**Dataset records**.

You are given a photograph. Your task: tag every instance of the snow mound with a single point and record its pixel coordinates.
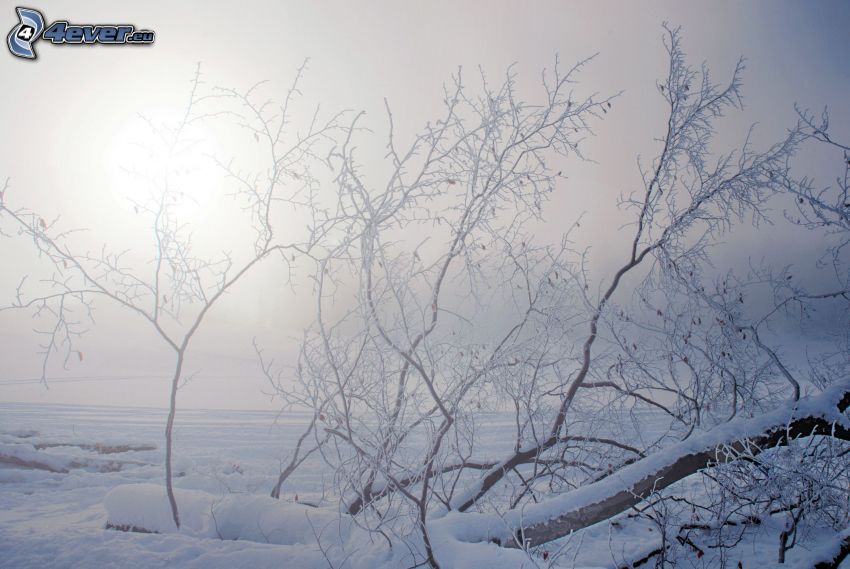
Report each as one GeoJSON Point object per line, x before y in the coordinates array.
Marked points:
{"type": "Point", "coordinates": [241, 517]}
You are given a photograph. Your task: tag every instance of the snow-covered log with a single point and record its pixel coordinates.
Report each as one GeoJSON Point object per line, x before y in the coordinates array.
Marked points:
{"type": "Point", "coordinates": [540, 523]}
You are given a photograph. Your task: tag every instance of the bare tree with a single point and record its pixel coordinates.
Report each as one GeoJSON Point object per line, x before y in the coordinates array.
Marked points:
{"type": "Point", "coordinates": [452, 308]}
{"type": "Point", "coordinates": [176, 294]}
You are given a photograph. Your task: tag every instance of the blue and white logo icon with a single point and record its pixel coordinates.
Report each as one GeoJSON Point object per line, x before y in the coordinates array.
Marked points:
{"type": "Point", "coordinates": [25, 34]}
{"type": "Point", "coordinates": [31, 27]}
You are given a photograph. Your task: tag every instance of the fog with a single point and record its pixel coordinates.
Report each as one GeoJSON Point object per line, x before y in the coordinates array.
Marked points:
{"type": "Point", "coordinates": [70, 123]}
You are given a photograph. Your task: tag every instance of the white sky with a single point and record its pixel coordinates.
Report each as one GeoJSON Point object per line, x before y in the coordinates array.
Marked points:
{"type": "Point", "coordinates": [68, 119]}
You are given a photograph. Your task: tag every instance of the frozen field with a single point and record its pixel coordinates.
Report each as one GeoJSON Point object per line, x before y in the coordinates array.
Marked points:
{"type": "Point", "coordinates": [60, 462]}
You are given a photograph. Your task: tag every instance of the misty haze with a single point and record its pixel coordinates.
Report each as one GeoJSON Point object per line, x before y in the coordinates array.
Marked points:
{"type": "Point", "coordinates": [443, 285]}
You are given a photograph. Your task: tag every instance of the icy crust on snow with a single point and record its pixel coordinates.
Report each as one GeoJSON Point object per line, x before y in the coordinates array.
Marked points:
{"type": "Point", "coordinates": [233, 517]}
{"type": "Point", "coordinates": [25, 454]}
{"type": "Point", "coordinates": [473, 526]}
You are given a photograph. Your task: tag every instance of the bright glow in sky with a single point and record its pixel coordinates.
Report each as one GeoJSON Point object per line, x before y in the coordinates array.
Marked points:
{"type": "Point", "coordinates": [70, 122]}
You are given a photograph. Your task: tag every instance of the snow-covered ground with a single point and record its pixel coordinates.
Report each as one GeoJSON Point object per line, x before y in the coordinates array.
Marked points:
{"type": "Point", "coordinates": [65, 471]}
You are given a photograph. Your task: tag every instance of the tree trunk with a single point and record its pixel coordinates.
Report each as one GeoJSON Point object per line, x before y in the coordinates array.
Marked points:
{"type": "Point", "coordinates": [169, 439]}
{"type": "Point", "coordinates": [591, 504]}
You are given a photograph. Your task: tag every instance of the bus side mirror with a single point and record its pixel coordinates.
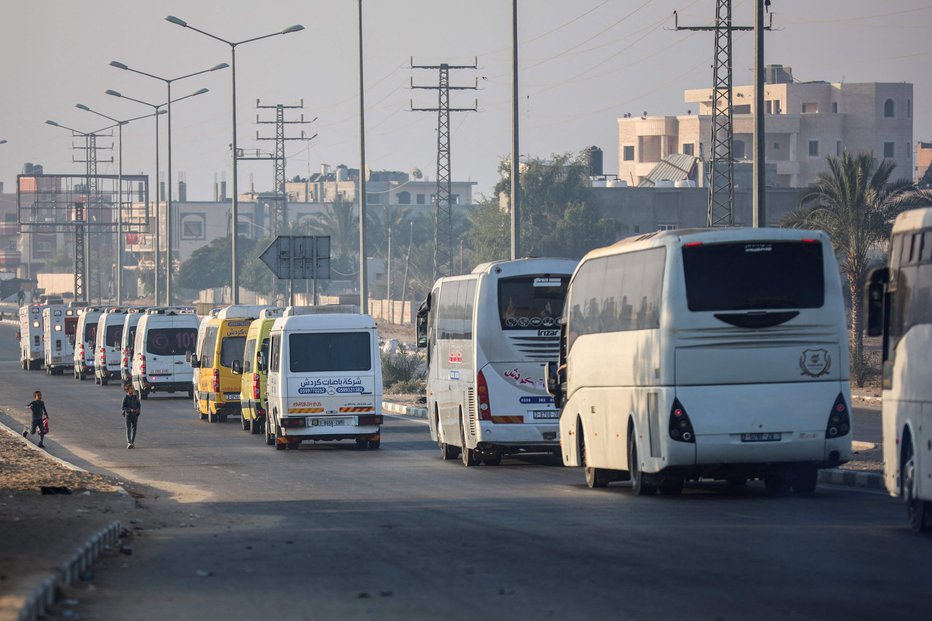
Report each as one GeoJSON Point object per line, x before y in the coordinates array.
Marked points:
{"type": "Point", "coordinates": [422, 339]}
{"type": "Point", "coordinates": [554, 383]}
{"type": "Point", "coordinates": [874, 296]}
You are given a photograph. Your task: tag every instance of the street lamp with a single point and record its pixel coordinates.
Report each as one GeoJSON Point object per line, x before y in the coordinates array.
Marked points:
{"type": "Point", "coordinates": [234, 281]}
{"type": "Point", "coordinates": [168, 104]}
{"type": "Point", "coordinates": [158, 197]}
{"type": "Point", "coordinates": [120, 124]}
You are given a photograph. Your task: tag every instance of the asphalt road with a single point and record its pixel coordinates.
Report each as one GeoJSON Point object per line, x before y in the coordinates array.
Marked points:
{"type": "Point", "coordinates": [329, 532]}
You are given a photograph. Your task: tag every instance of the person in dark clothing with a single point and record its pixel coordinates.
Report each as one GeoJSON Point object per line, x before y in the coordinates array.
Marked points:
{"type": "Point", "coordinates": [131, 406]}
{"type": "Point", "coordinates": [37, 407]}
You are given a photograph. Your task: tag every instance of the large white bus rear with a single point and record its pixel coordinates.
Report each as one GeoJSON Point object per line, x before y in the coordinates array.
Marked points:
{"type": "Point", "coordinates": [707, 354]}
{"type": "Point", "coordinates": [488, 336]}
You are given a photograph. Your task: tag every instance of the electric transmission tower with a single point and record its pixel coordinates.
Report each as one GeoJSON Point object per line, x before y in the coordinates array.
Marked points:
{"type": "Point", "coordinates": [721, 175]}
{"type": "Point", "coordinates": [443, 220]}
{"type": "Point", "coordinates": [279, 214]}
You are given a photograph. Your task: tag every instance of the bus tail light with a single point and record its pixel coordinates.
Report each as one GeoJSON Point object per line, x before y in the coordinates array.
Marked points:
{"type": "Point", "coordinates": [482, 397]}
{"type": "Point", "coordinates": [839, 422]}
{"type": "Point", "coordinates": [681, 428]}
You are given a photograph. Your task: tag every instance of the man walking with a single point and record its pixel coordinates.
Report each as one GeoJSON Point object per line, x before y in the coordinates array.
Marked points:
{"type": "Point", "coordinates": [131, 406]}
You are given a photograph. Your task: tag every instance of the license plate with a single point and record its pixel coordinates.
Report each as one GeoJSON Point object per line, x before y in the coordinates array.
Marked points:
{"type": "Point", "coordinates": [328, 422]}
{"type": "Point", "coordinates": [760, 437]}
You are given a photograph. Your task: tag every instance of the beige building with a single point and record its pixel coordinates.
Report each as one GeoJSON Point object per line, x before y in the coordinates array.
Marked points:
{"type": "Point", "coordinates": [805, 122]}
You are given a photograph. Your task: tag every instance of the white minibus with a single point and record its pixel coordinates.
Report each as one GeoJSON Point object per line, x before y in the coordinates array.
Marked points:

**What the task requires**.
Transcribe each entry precisely as given, leaving the pictures out.

**Problem solution**.
You are given a photograph. Your task: tag every instance of the snow mound with a single point and record its pixel coordinates.
Report each as one GeoJSON Point object per line, x before y in the coordinates array.
Marked points:
{"type": "Point", "coordinates": [241, 517]}
You are given a photograph. Your task: tag every instance of the snow-covered log with a single point and record its pixel coordinates.
Report each as one GeoJSON Point object per line, x before y in the coordinates array.
Marked points:
{"type": "Point", "coordinates": [540, 523]}
You are given a photograph. Your task: tag every instance of the bare tree with a single point and record its pixel coordinates.
Report each as one GeoJSON Point object per line, x before y in the coordinates array.
Marked points:
{"type": "Point", "coordinates": [452, 308]}
{"type": "Point", "coordinates": [176, 294]}
You are given a photograph. Your task: tag every instance of the blue and white logo icon with a single point and record its pixel coordinates.
Report each as one GeoJSON Point object per line, x before y in the coordinates array.
Marked points:
{"type": "Point", "coordinates": [25, 34]}
{"type": "Point", "coordinates": [31, 27]}
You are given a photograph. Your task: tag every instance of the fog with a single point and record its pixel coordinates.
Report each as one GeoJSON Point object per line, x before y in the coordinates array.
Marked points:
{"type": "Point", "coordinates": [70, 123]}
You are given a photograph. Your task: tag every instance of the white sky with a single point and record its pixel coordinates.
Report each as one GeoJSON Point object per line, x before y in the coordinates array.
Marked points:
{"type": "Point", "coordinates": [68, 119]}
You are given a photograph. Your task: tag every instance of the frozen field with a single point and record its pixel coordinates.
Report each as one GeoJSON Point object per line, x before y in the coordinates array.
Marked points:
{"type": "Point", "coordinates": [60, 462]}
You are given a photograph. Your task: tag every instance of the misty haze with a single point and record its pixel coordinates.
Report each as one GeoJSON Point object per line, x before y in the coordinates array.
Marked points:
{"type": "Point", "coordinates": [443, 285]}
You are given a photograph. Your task: tag every instance of the icy crust on snow with a single point and record its pixel coordinates.
Report each as one GeoJSON Point object per line, x before y in the coordinates array.
Marked points:
{"type": "Point", "coordinates": [233, 517]}
{"type": "Point", "coordinates": [25, 454]}
{"type": "Point", "coordinates": [473, 526]}
You are given a photograph. Your task: tag every instance of the bright glow in sky with a single point and record its pixel coordinates.
Report each as one GeoJSON Point object per line, x before y in the coordinates array.
Marked points:
{"type": "Point", "coordinates": [70, 122]}
You are given a photograph. Your task: tag every instance of the snow-covered ground with a single point and record its pixel coordinates.
Report each as one GeoJSON Point object per line, x before y in the coordinates array.
Marked points:
{"type": "Point", "coordinates": [65, 471]}
You are given a photograph. Your task: tag every instance of the tree trunk with a single point and record its pixel coordinates.
Report each as one GeoJSON Point object per line, x before y in the coordinates array.
Marked points:
{"type": "Point", "coordinates": [169, 439]}
{"type": "Point", "coordinates": [591, 504]}
You are given a photograph. Your task: tag every instance of the bus side mirror with a single point and record its pixel coordinates.
Report each as one GeoJSON Point object per line, x before y in the coordinates array.
Marked points:
{"type": "Point", "coordinates": [422, 339]}
{"type": "Point", "coordinates": [554, 383]}
{"type": "Point", "coordinates": [874, 296]}
You are given a photograph. Your task: tag every instance of the street lamp with a single point and record its pixel coordinates.
Report each as one GeoJSON Point object per line, x before y in the coordinates array.
Marked points:
{"type": "Point", "coordinates": [234, 281]}
{"type": "Point", "coordinates": [168, 104]}
{"type": "Point", "coordinates": [158, 197]}
{"type": "Point", "coordinates": [120, 124]}
You are given a photograph. Your task: tag every instance of the asphalt road with a single point and record its pixel coordinates.
Report each as one GeoJSON Point object per line, x before y in the coordinates array.
Marked points:
{"type": "Point", "coordinates": [329, 532]}
You are given a photograph. Your task: tag every instance of the person in dark clothing with a single point and record its pixel coordinates.
Report each as one GeoJSON Point object per line, x before y in the coordinates array.
Marked points:
{"type": "Point", "coordinates": [131, 406]}
{"type": "Point", "coordinates": [37, 407]}
You are given a photograph. Your task: tag every instance of the large white bus rear with a single point and record its pixel coordinates.
Report each as one GeoJSON Point object per line, x before y in the coordinates array.
Marked points:
{"type": "Point", "coordinates": [707, 354]}
{"type": "Point", "coordinates": [488, 336]}
You are given a photograph. Your task: tag every instance of the electric transmission tower with a single point and record its pixel coordinates.
Report each as one GeoJSON Point object per line, x before y in the coordinates array.
Marked points:
{"type": "Point", "coordinates": [721, 175]}
{"type": "Point", "coordinates": [443, 220]}
{"type": "Point", "coordinates": [279, 214]}
You are given a photograph. Your task: tag every instance of the bus tail light with a single point and record its pixel coordinates.
Report each as one GeoJSON Point object per line, x before y in the coordinates array.
Marked points:
{"type": "Point", "coordinates": [482, 397]}
{"type": "Point", "coordinates": [839, 422]}
{"type": "Point", "coordinates": [681, 428]}
You are given a photograph. Your task: tag every instance of the man walking with a single point and record its pixel coordinates.
Report each as one GeoJSON Point object per line, x before y in the coordinates array.
Marked points:
{"type": "Point", "coordinates": [131, 406]}
You are given a photograph. Your task: tag every instance of the license plate with a single point and record its pixel coordinates.
Report each as one GeoJSON Point object per line, x before y in the coordinates array.
Marked points:
{"type": "Point", "coordinates": [328, 422]}
{"type": "Point", "coordinates": [760, 437]}
You are given a photograph. Your task: tag every instance of the beige building with a single point and record its pixel coordinates.
Report each as one GeoJSON Point object per line, x before y in the coordinates array.
Marked points:
{"type": "Point", "coordinates": [805, 122]}
You are given a photograph. Your task: tag every instance of the white minibus with a single point and record its pixel coordinates.
Report each as one GeoJSON Point object per line, x before y in the coordinates array.
Marked points:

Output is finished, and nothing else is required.